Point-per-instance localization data
========================================================================

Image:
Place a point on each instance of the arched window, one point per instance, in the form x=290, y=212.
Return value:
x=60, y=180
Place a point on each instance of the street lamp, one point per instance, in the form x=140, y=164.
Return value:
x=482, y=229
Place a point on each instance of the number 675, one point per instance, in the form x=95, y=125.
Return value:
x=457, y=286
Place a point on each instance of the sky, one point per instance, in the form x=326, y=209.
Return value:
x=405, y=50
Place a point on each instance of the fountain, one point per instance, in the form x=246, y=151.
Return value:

========================================================================

The answer must be the data above, repeated exactly as it stands.

EXPECTED OUTPUT
Image:
Place a point on each instance of the arched window, one point per instance, in the form x=290, y=212.
Return value:
x=60, y=180
Place a point on each instance of the street lamp, one point per instance, in the form x=140, y=164.
Return value:
x=482, y=229
Place a point on each instance of the number 675, one point per instance, in the form x=95, y=125.
Return value:
x=457, y=286
Place a point on each instance of the sky, one point per instance, in the form x=326, y=209.
Return value:
x=405, y=50
Place a point on each instance of the fountain, one point per instance, in the form x=246, y=151.
Return value:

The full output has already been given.